### Exercise objective:
What lines in the entries hold the string "below"? List them.

Data entries
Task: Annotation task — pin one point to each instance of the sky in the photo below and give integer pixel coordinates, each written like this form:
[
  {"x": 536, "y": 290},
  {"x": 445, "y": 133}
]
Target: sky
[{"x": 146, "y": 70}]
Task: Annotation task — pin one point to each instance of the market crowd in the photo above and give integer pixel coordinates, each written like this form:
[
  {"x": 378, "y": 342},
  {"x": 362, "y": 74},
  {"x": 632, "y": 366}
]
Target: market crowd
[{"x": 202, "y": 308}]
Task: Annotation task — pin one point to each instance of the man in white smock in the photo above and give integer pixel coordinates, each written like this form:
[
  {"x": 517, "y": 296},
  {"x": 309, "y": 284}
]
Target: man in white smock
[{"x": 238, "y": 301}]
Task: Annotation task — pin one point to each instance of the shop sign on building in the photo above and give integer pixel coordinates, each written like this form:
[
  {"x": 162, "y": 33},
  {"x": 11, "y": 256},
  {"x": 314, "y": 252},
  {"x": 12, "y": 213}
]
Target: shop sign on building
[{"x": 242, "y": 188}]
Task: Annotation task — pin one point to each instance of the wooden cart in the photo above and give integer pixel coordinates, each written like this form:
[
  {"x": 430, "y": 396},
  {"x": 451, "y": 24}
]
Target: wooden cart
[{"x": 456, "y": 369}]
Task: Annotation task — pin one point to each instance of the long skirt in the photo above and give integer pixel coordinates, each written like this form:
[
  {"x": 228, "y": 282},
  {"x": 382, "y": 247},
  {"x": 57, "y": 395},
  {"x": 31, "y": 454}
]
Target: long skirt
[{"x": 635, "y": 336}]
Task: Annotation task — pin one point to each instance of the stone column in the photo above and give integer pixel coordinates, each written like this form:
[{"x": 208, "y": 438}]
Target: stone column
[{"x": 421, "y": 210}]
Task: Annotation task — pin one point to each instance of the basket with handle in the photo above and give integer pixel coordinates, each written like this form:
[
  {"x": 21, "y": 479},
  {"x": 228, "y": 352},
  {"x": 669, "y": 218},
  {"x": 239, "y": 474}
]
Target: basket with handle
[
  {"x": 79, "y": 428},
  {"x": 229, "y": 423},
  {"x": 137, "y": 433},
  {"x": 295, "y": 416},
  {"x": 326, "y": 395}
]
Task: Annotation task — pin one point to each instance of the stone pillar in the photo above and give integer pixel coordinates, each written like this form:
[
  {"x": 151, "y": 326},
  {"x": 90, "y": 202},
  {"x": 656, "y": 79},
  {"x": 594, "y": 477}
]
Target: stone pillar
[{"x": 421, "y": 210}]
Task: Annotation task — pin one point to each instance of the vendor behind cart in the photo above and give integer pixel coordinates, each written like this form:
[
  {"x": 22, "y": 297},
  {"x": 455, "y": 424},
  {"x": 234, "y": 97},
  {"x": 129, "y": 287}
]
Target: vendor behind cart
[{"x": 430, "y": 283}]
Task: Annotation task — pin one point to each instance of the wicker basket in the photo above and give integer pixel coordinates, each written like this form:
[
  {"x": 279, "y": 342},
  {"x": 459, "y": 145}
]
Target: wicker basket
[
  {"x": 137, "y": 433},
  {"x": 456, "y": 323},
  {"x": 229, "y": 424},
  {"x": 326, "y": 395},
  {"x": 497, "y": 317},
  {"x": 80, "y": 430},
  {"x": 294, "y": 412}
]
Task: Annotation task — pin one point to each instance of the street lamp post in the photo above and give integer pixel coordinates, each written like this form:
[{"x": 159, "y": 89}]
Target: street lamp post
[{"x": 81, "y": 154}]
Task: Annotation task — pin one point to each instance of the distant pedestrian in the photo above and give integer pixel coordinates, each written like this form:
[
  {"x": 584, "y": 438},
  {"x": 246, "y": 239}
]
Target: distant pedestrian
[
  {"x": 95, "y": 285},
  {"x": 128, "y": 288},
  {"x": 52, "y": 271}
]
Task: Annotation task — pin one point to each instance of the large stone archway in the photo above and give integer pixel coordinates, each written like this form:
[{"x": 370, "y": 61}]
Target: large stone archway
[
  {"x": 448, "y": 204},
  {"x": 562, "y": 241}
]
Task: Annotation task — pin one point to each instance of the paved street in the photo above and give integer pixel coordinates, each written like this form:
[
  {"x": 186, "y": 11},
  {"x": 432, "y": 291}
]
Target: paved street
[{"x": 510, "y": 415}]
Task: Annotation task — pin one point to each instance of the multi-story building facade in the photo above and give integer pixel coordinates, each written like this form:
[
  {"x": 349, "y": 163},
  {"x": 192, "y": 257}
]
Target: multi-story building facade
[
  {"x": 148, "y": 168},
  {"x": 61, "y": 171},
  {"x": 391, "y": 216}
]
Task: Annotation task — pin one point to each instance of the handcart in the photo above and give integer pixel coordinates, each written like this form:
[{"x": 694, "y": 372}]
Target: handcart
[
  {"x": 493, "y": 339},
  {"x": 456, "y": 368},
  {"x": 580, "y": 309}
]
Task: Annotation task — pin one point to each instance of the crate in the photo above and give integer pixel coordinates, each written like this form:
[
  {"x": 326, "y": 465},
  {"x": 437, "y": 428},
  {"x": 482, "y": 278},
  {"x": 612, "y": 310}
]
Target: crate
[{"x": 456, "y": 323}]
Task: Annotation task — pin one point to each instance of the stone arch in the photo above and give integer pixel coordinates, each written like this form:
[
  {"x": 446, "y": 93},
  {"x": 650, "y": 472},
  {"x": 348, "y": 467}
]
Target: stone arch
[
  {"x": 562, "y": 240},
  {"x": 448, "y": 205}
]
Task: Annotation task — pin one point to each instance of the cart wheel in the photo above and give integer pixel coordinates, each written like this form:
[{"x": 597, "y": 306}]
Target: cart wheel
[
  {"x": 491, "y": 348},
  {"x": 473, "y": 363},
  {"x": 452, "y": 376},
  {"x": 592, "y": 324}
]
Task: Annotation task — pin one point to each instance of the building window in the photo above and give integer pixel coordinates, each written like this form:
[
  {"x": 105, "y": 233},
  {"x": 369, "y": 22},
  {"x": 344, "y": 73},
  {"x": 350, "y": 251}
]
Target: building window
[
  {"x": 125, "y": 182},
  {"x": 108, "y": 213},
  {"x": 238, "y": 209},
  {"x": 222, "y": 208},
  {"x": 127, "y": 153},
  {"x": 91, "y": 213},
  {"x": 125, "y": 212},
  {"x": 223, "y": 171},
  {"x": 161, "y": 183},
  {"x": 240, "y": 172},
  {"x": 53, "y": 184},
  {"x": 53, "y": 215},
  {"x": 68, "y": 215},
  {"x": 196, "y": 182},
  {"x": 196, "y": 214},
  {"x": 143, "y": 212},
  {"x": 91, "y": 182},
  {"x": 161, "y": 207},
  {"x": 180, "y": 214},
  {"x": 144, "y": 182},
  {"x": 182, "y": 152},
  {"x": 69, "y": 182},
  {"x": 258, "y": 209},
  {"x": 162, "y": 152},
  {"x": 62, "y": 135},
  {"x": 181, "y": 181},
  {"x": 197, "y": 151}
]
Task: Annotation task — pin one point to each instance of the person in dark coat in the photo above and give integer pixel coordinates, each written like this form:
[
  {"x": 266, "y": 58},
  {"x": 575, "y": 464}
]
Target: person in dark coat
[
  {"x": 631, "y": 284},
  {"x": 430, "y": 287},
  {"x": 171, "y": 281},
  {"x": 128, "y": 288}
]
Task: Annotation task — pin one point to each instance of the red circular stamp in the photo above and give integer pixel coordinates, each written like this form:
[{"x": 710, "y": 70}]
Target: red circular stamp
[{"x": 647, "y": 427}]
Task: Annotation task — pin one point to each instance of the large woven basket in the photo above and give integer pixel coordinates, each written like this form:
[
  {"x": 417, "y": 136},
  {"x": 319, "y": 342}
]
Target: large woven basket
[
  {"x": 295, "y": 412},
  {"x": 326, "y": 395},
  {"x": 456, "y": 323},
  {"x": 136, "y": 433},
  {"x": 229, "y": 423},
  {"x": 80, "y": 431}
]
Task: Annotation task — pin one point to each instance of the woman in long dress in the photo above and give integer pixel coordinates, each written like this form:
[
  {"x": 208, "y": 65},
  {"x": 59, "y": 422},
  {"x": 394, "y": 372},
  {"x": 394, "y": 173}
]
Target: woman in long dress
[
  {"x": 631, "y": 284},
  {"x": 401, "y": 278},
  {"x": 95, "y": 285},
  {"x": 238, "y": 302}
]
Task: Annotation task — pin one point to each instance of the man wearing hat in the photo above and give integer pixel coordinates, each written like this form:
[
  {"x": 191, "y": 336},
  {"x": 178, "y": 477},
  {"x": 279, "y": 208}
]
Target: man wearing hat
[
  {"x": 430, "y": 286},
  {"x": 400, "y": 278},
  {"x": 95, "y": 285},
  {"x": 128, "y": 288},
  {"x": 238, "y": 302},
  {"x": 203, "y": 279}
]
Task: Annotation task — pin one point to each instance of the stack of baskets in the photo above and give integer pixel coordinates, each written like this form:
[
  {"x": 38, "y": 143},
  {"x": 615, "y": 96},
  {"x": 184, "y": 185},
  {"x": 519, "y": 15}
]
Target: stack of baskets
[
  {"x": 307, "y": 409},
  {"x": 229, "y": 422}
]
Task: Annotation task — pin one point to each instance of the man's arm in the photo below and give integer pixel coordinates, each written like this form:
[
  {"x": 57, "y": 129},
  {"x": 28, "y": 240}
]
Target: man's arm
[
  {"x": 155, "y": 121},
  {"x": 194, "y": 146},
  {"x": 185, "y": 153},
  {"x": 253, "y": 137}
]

### Result of the task:
Task: Annotation task — pin one point to each instance of the sky in the photo below and give integer pixel coordinates, each written like this form:
Task: Annotation task — pin one point to each instance of the man's arm in the photo below and give integer pixel coordinates, each written like this form:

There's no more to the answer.